━━━ Data in this exercise ━━━

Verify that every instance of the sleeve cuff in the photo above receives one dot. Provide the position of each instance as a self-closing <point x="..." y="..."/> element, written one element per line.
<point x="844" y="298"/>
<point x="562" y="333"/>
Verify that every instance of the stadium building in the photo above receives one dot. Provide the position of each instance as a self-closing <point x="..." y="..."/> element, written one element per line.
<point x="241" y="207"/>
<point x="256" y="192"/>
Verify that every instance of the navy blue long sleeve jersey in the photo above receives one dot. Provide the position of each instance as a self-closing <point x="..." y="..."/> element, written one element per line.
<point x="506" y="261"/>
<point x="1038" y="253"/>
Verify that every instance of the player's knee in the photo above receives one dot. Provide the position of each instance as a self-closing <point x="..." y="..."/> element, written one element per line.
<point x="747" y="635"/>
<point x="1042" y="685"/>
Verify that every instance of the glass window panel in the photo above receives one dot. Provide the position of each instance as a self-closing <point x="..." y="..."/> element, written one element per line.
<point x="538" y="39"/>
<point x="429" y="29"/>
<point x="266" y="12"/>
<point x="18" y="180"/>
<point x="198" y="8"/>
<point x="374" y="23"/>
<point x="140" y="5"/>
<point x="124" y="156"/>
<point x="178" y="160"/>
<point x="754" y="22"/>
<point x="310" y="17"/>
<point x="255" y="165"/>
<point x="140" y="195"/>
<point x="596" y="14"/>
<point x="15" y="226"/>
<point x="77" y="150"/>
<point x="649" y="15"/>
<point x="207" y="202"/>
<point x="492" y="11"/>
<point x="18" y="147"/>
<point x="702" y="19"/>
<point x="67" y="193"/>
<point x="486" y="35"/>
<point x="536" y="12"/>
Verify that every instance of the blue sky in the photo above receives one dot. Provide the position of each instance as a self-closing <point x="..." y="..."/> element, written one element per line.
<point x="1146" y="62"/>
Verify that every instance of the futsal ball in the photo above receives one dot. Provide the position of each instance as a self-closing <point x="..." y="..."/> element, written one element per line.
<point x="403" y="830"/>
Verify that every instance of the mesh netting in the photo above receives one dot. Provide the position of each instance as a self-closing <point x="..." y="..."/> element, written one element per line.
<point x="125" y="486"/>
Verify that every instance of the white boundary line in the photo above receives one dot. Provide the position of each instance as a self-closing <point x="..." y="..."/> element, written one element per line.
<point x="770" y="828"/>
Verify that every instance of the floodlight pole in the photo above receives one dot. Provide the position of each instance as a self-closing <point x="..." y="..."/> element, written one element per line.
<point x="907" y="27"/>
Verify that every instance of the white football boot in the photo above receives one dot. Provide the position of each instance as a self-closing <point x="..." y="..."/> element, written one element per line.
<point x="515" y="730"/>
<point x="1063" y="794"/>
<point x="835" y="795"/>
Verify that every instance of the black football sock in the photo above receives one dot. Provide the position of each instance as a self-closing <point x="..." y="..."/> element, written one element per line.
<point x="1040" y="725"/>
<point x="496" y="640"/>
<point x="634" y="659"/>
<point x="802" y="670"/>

━━━

- [Your objective]
Write out all the rows above again, replacing "dot" with "marker" wherever it occurs and leaving everything else unchanged.

- [Solution to this task]
Verify that every instance of the sleeve cuff in the photo above receives one marker. Provide the position of each instance as a self-closing <point x="..." y="..."/> element, written one element per line.
<point x="844" y="298"/>
<point x="562" y="333"/>
Verify that every instance of the stadium building in the photo above receives one marker. Provide the position of each instance as a self-closing <point x="..." y="..."/> element, written one element per line.
<point x="241" y="207"/>
<point x="256" y="192"/>
Verify that every instance of the navy blue long sleeve jersey in the photo above receives one marker. Provide the position of each instance as a self-closing <point x="..." y="..."/> element, written one element per line.
<point x="506" y="261"/>
<point x="1038" y="253"/>
Verify that every instance of the player's knee in the photo above receives one marker. Provide the position of each instance as a self-closing <point x="..." y="..."/> element, written one element per line.
<point x="747" y="635"/>
<point x="1042" y="685"/>
Verify that every instance of the glass window panel in the photo above receives one marker. Provide the position of each instance as a self-closing <point x="..." y="..."/> element, written one element per line.
<point x="538" y="39"/>
<point x="429" y="29"/>
<point x="266" y="12"/>
<point x="18" y="180"/>
<point x="198" y="8"/>
<point x="374" y="23"/>
<point x="140" y="5"/>
<point x="124" y="156"/>
<point x="178" y="160"/>
<point x="754" y="22"/>
<point x="310" y="17"/>
<point x="255" y="165"/>
<point x="140" y="195"/>
<point x="596" y="14"/>
<point x="15" y="226"/>
<point x="77" y="150"/>
<point x="649" y="15"/>
<point x="207" y="202"/>
<point x="492" y="11"/>
<point x="18" y="147"/>
<point x="702" y="19"/>
<point x="67" y="193"/>
<point x="486" y="35"/>
<point x="536" y="12"/>
Verify that every instance of the blue sky in the photo above receives one marker. Provide the position of each instance as a self-closing <point x="..." y="..."/> element, written one element per line.
<point x="1146" y="62"/>
Verify that every instance of the futsal ball in the photo above receives one marker. Provide the position of each instance as a self-closing <point x="..." y="..."/> element, written one element per line.
<point x="403" y="830"/>
Verify that every instance of the mesh netting in the photo above receives one marker. Provide the position of each instance as a self-closing <point x="..." y="..."/> element, written one element per line.
<point x="125" y="486"/>
Verify that every instance of the white boundary line in the photo above receives one marker. Provide the position of each instance as a self-closing <point x="..." y="..."/> element, written one element per line.
<point x="770" y="828"/>
Verify that every instance of the floodlight pole in the photo above receives one marker. Provide the position of each instance as a self-closing <point x="..." y="..."/> element, written one element per line.
<point x="907" y="27"/>
Verify that every instance of the white football boot in the photo above receives one marker. Provide the position of each instance as a self-closing <point x="..." y="..."/> element, written one element per line.
<point x="515" y="730"/>
<point x="1063" y="794"/>
<point x="835" y="795"/>
Verify that every instance of the black football sock in the photo above receives one marker. Provide the position of each instance as a self-closing <point x="..." y="..."/> element, written one element per line.
<point x="1040" y="725"/>
<point x="496" y="640"/>
<point x="634" y="659"/>
<point x="802" y="670"/>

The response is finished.